**WRITTEN INSTRUCTION A**
Print the post about news bias word for word.
**WRITTEN INSTRUCTION B**
Return the row that comes after the post about news bias, line for line and unchanged, leaving out the picture.
##### TEXT TO READ #####
Perhaps answering a question will help you find the answer you seek:

Is Fox bias toward Trump? 

That's a good question. Yes Fox, as a news organization, is biased in favor of Trump, though individual journalists may not be.

But "bias" is not, in itself, a bad thing or even (for me) a primary criterion in deciding whether a text I am reading is accurate or valuable or qualitatively better than other news sources.  In fact I would say that bias hunting, as I see it practiced online nowadays and in some media, is more an exercise in self-confirmation. Think of a Trump surrogate constructing bias around an FBI agent by determining whom he golfs with or whether his wife is a Democrat, or think of Trump supporters vowing NOT to read the New York Times because Trump has informed them it is "biased." Or even people in this forum sourcing an article to a news organization as a kind of shorthand dismissal. That's our message board version of "His wife gave 100,000 dollars to the Clintons."
##### EXERCISE INPUT #####
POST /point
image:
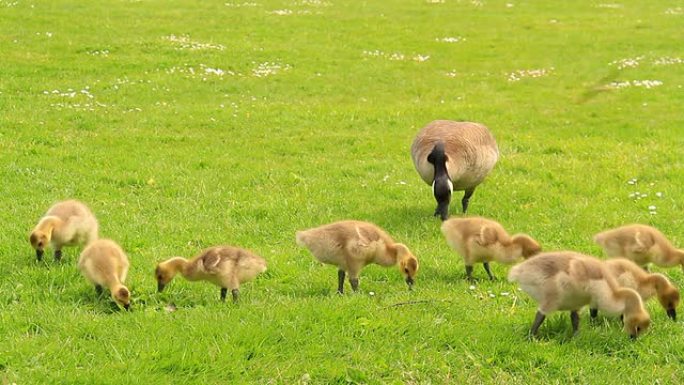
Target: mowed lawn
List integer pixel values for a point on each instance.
(186, 124)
#####
**CORRECT RESULT A**
Perhaps answering a question will help you find the answer you seek:

Is Fox bias toward Trump? 

That's a good question. Yes Fox, as a news organization, is biased in favor of Trump, though individual journalists may not be.

But "bias" is not, in itself, a bad thing or even (for me) a primary criterion in deciding whether a text I am reading is accurate or valuable or qualitatively better than other news sources.  In fact I would say that bias hunting, as I see it practiced online nowadays and in some media, is more an exercise in self-confirmation. Think of a Trump surrogate constructing bias around an FBI agent by determining whom he golfs with or whether his wife is a Democrat, or think of Trump supporters vowing NOT to read the New York Times because Trump has informed them it is "biased." Or even people in this forum sourcing an article to a news organization as a kind of shorthand dismissal. That's our message board version of "His wife gave 100,000 dollars to the Clintons."

**CORRECT RESULT B**
POST /point
image:
Target: mowed lawn
List integer pixel values for a point on each instance.
(186, 124)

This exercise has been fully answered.